The input:
+===+

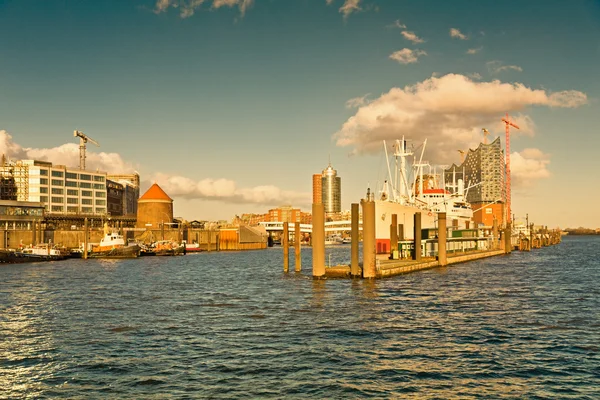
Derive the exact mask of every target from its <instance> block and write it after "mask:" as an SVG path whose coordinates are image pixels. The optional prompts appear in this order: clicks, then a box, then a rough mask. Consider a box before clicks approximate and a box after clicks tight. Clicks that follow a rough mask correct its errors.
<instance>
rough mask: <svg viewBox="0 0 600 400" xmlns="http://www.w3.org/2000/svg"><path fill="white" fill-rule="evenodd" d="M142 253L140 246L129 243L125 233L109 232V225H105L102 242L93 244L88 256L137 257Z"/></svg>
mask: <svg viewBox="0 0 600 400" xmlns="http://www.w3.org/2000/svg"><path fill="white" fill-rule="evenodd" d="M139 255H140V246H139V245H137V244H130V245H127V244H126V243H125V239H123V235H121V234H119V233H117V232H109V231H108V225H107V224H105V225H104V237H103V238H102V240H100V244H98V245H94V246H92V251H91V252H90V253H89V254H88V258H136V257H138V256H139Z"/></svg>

+===+

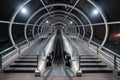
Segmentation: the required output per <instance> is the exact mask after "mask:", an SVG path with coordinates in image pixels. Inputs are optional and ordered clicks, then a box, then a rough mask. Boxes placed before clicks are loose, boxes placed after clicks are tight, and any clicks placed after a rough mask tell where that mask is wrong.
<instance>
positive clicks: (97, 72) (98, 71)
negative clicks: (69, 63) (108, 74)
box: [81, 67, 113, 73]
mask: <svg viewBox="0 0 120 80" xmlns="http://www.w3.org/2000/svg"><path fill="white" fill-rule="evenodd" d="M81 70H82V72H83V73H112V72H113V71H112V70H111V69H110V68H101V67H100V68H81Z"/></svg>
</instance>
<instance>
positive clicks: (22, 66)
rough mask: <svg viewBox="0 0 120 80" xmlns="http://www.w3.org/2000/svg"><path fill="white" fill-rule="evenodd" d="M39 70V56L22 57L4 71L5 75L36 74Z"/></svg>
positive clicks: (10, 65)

+===+

Instructions for the task: Using the data above, reproduce exactly the lines between those holding "negative clicks: (69, 63) (108, 74)" and "positive clicks: (10, 65)", inclusive, and no others.

Task solution:
negative clicks: (69, 63) (108, 74)
box: [81, 67, 113, 73]
mask: <svg viewBox="0 0 120 80" xmlns="http://www.w3.org/2000/svg"><path fill="white" fill-rule="evenodd" d="M81 70H82V72H83V73H112V72H113V71H112V70H111V69H110V68H101V67H100V68H81Z"/></svg>
</instance>
<instance>
positive clicks: (22, 66)
rough mask: <svg viewBox="0 0 120 80" xmlns="http://www.w3.org/2000/svg"><path fill="white" fill-rule="evenodd" d="M39 70V56L22 57L4 71L5 75L36 74Z"/></svg>
positive clicks: (10, 65)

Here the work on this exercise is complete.